--- begin Given entries ---
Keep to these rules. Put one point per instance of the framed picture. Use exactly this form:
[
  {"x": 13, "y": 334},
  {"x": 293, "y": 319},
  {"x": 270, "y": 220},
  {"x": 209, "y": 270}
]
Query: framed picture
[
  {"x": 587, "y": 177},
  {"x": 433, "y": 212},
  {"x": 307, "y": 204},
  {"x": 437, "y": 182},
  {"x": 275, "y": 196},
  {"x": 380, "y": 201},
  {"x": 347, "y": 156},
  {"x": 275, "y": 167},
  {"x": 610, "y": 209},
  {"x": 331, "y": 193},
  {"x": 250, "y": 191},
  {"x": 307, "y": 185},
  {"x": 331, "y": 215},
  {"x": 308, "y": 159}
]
--- end Given entries ---
Can you print all of the data above again, line for line and without any changes?

• _Written response_
Keep to these rules. Put one point per instance of the framed picture. Use exactly this form:
[
  {"x": 13, "y": 334},
  {"x": 293, "y": 319},
  {"x": 270, "y": 220},
  {"x": 209, "y": 270}
]
Query: framed picture
[
  {"x": 587, "y": 177},
  {"x": 433, "y": 212},
  {"x": 307, "y": 204},
  {"x": 437, "y": 182},
  {"x": 275, "y": 196},
  {"x": 380, "y": 201},
  {"x": 347, "y": 156},
  {"x": 275, "y": 167},
  {"x": 610, "y": 209},
  {"x": 331, "y": 193},
  {"x": 250, "y": 191},
  {"x": 307, "y": 185},
  {"x": 331, "y": 215},
  {"x": 308, "y": 159}
]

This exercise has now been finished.